-- start EXTRACT TO READ --

Fishermen Want Chinese Trawlers Out Of Cameroon Waters

A silent battle is raging in Cameroon’s coastal waters. On one side are local fishermen and on the other, Chinese in trawlers; defiant.
By Azore Opio
Cameroon’s stocks of sea fish have been rich pickings for unscrupulous Chinese fishermen. The Chinese and their trawlers have disappeared, so far as actual sight of them is concerned, following grumblings from local fishermen and occasional feeble media offensives but they are well known to be in the sea. This has left artisanal fishermen who fish along the Tiko, Mabeta, Limbe, Batoke and Idenau coastal axis deeply worried about vanishing fish populations and dwindling incomes due to overfishing carried out by the Chinese.
Reports say the Chinese had been fishing illegally in Cameroon waters for about 20 years. In spite of a ban on vicious fishing by the Minister of Livestock, Fisheries and Animal Industries, Dr. Aboubakari Sarki, on April 11, 2008, the Chinese are still hauling in hundreds of tons of Cameroon’s fish, which they trade off to foreign buyers on the high seas.
Apparently under the influence of powerful hands, they are said to have acquired a licence in under a month immediately after the ministerial veto.
The furtive fishing by the Chinese fishermen had been difficult to uncover and hard to trace until The Green Vision caught up with some local fishermen, fish mongers and government officials.
The fishermen seem helpless.
“The catch has fallen sharply since the Chinese arrived…they are still here using their trawlers, catching everything in the sea – they sweep all the fish; Mololo, Tilapia, Molet, Ginda… including our nets,” said Francis Ogbonna, a Nigerian doing fishing in the creeks of Tiko.
He said the Chinese fishermen can be mischievous.
“Sometimes they dump the fingerlings and other fish that they have rejected into the sea,” said Ogbonna.
Dead fish is known to decompose and generate intolerable amounts of carbon dioxide that can drive fish away. 
More than five years ago, fishermen in Limbe and the West Coast began to feel the influx of new fishermen of Chinese stock trawling in the creeks of Kange, Bimbia, Binimboye, Mboko, Mbomo, Ijawmabeta and Mondolissele. The fishing communities have since seen their waters depleted of fish in a way that has had dismaying reactions and devastating economic impact.
“Since November last year, I haven’t been able to trade well in fish. I used to buy fish for 100.000 or 200.000 francs cfa, but now I can’t even buy fish for up to 50.000 francs cfa,” Olivia Tabit, a fishmonger in Tiko, said.
Laxity and corruption seem to have allowed an unprecedented plundering of Cameroon’s coastal waters by Chinese fishermen. While the local fishermen use nets graded as 0.28 and 0.40, the Chinese use ungraded nets which tend to rake even the smallest fishes, said an official.

-- end EXTRACT TO READ --

OBJECTIVE:
Answer these questions using the article on Chinese trawlers in Cameroon waters:
1. On what date did the minister ban vicious fishing?
2. In which town does Olivia Tabit work as a fishmonger?
3. Which net grades do the local fishermen use?

-- start DATASET ROWS --

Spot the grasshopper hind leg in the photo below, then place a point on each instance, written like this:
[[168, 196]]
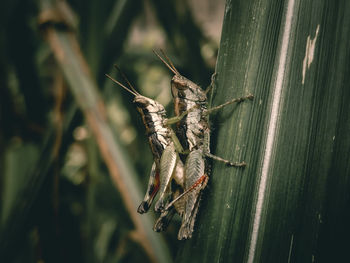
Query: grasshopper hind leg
[[152, 190]]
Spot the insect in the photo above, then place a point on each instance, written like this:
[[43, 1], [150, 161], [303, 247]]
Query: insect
[[167, 172], [193, 131]]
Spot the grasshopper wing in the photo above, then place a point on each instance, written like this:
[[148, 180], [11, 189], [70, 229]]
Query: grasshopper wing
[[168, 163]]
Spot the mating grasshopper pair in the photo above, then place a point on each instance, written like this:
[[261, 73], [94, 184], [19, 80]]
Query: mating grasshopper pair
[[180, 185]]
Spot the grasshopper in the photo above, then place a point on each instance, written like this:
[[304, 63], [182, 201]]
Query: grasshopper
[[193, 131], [165, 147]]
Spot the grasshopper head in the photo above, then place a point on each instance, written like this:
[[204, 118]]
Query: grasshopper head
[[185, 89], [147, 105]]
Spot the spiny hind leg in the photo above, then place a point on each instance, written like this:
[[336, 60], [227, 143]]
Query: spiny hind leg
[[168, 163], [236, 100], [152, 190]]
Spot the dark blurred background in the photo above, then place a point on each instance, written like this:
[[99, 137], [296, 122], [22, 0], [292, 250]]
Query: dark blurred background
[[58, 200]]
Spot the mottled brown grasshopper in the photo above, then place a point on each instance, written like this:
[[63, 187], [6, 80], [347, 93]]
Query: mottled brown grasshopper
[[193, 131]]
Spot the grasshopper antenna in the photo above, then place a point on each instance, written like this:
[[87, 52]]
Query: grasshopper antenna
[[126, 79], [172, 68], [121, 85]]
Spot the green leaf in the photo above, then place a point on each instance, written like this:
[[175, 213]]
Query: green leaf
[[290, 203]]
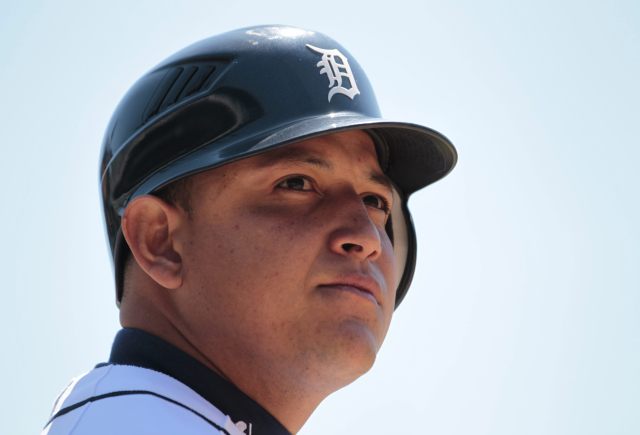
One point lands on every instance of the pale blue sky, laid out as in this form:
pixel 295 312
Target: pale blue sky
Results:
pixel 523 317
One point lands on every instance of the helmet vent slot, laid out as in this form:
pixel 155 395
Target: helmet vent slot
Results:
pixel 178 84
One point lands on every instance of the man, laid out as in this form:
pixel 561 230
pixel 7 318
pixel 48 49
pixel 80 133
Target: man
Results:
pixel 255 203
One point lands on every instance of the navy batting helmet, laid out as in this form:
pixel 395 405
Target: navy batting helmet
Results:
pixel 245 92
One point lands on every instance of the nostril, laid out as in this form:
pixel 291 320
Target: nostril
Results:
pixel 350 247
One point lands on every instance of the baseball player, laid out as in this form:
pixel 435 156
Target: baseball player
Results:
pixel 256 208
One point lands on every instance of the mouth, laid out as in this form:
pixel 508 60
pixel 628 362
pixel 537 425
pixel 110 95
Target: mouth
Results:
pixel 360 285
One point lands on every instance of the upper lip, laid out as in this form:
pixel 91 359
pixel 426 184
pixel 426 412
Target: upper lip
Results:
pixel 362 282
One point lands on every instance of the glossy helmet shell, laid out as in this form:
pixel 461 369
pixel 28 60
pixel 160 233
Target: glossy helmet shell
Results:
pixel 242 93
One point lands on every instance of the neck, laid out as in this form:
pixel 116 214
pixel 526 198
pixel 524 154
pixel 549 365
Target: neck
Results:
pixel 284 393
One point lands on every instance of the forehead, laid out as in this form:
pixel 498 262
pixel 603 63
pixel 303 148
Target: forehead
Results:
pixel 353 147
pixel 350 154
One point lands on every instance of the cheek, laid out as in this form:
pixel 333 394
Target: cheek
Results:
pixel 253 248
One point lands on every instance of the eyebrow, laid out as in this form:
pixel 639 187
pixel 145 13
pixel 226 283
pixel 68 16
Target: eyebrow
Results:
pixel 297 156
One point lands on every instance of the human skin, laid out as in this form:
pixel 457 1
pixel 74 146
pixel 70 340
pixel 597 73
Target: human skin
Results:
pixel 280 277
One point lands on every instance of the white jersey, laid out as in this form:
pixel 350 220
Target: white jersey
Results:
pixel 128 400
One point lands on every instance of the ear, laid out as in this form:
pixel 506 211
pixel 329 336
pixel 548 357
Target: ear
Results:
pixel 149 225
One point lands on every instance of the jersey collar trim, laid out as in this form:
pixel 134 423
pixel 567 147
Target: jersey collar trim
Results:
pixel 139 348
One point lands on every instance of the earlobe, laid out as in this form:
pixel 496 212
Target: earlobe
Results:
pixel 149 225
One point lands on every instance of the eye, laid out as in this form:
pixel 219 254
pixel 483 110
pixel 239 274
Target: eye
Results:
pixel 376 201
pixel 295 182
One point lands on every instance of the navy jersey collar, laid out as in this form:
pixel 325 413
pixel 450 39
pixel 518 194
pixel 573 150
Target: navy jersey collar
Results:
pixel 139 348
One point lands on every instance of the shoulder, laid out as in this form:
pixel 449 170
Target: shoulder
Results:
pixel 132 400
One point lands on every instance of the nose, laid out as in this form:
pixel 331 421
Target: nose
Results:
pixel 355 235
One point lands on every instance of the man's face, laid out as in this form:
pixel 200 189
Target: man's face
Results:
pixel 287 262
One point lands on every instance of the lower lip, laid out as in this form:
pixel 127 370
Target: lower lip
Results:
pixel 352 290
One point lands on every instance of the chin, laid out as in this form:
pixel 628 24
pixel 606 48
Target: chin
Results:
pixel 350 352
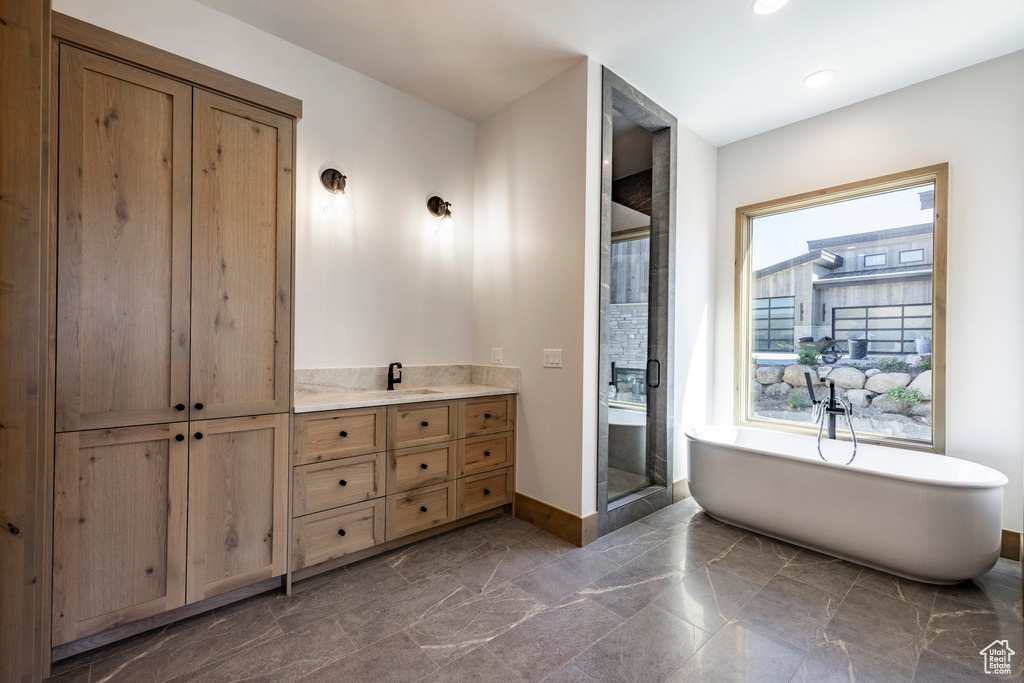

-- end DATASET ROWS --

SOLUTION FOR THIS EXERCISE:
1. April 11, 2008
2. Tiko
3. 0.28 and 0.40